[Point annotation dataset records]
● ● ● ● ●
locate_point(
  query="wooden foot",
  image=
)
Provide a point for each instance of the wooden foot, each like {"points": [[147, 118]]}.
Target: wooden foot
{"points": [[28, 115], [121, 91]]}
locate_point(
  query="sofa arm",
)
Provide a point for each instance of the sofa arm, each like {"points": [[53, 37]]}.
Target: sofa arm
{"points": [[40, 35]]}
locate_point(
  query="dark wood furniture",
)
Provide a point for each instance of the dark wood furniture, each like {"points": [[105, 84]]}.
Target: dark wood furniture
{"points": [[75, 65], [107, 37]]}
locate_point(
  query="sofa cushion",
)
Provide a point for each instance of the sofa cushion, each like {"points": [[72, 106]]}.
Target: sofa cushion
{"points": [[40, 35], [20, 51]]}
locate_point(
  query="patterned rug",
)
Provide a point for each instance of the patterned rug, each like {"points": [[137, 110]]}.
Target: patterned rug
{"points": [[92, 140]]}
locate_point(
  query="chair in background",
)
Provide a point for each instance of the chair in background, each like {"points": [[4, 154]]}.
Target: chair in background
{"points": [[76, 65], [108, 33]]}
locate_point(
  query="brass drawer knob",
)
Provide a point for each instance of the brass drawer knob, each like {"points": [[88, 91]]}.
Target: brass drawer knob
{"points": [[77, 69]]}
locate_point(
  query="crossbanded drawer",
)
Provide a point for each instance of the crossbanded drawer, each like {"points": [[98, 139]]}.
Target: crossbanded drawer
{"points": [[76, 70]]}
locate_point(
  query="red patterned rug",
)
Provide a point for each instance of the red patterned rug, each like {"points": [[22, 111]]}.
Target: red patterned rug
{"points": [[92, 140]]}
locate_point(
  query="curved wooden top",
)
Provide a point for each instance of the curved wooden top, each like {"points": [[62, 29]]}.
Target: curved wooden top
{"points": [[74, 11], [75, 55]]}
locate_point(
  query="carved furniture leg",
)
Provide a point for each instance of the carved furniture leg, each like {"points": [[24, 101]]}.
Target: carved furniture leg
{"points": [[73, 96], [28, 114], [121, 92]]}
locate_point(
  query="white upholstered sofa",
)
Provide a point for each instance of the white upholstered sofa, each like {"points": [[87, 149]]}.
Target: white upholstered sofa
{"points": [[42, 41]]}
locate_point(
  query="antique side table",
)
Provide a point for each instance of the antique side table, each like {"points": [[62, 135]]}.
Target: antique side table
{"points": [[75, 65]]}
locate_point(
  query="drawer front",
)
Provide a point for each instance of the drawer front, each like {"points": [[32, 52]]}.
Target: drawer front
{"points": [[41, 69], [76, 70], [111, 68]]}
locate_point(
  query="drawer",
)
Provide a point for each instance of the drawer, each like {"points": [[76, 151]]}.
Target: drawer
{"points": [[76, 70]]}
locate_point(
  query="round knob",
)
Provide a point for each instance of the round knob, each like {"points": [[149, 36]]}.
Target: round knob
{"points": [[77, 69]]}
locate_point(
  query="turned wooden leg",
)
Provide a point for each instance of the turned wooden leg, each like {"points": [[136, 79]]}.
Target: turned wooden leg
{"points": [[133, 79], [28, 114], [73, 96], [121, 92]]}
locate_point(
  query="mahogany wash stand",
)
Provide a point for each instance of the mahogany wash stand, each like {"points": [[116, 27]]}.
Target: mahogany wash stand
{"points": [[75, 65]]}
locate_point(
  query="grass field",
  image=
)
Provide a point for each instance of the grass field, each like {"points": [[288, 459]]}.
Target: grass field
● ● ● ● ●
» **INSTRUCTIONS FOR THE TASK**
Repeat the data in its entirety, character for character.

» **SOLUTION BELOW**
locate_point(
  query="wooden foot",
  image=
)
Provide a point for each instance of the wooden foot, each like {"points": [[147, 118]]}.
Target: wooden foot
{"points": [[28, 115], [121, 91]]}
locate_point(
  query="sofa arm",
)
Provide a point for each instance of the sofa arm, each like {"points": [[53, 37]]}.
Target: sofa arm
{"points": [[40, 35]]}
locate_point(
  query="dark wood furniture",
)
Provide a point for each instance of the dark wood furniture, each like {"points": [[105, 84]]}.
Target: dark wood furniture
{"points": [[75, 65], [107, 37]]}
locate_point(
  query="sofa cushion",
)
Provide a point for each instance of the sofa cushion, each like {"points": [[72, 106]]}.
Target: sofa cushion
{"points": [[40, 35], [20, 51]]}
locate_point(
  query="patterned rug",
)
Provide a point for each instance of the patterned rug, each like {"points": [[137, 110]]}.
Target: patterned rug
{"points": [[92, 140]]}
locate_point(
  query="chair in background",
)
Provide a point for each instance of the chair in background, each like {"points": [[4, 154]]}.
Target: chair in background
{"points": [[76, 65], [108, 33]]}
locate_point(
  query="brass drawer knob",
)
Provide a point for each instance of the brass drawer knob, each like {"points": [[88, 91]]}.
Target: brass drawer knob
{"points": [[77, 69]]}
locate_point(
  query="crossbanded drawer",
)
Provide a point for each instance of the crossbanded drawer, each like {"points": [[98, 139]]}.
Target: crossbanded drawer
{"points": [[76, 70]]}
locate_point(
  query="red patterned rug",
)
Provide a point for each instance of the red patterned rug, each like {"points": [[22, 111]]}.
Target: red patterned rug
{"points": [[92, 140]]}
locate_point(
  query="curved wooden top",
)
Provide a point for each instance of the curved wooden top, each like {"points": [[62, 29]]}.
Target: curved wooden top
{"points": [[74, 11], [75, 55]]}
locate_point(
  query="carved furniture leg",
)
Provide a point for each instance of the carved furniture leg, each like {"points": [[24, 101]]}.
Target: carved furniture leg
{"points": [[73, 96], [28, 114], [121, 92]]}
locate_point(
  query="white upholstered sofa",
)
Provide a point for each instance of the white upholstered sofa, each like {"points": [[87, 149]]}.
Target: white upholstered sofa
{"points": [[42, 41]]}
locate_point(
  query="antique side table",
)
Provide a point for each instance of the antique side table, each like {"points": [[62, 135]]}.
Target: antique side table
{"points": [[75, 65]]}
locate_point(
  query="drawer front",
)
Provide a point for each instance of the drawer front, each like {"points": [[32, 52]]}.
Target: drawer front
{"points": [[41, 69], [76, 70], [111, 68]]}
locate_point(
  query="drawer",
)
Provide a point for each instance of the drawer, each like {"points": [[76, 151]]}.
Target: drawer
{"points": [[76, 70]]}
locate_point(
  query="round knob",
)
Provide a point for each instance of the round knob, each like {"points": [[149, 36]]}.
Target: round knob
{"points": [[77, 69]]}
locate_point(
  query="turned wooden leg",
)
Provide a point for each instance of the turned wooden leg, each like {"points": [[136, 79]]}.
Target: turned wooden leg
{"points": [[133, 79], [28, 114], [73, 96], [121, 92]]}
locate_point(
  query="mahogany wash stand",
)
Provide a point for each instance of the mahogany wash stand, each like {"points": [[116, 27]]}.
Target: mahogany wash stand
{"points": [[75, 65]]}
locate_point(
  query="grass field",
  image=
)
Provide a point for each instance of the grass field, each like {"points": [[288, 459]]}.
Target: grass field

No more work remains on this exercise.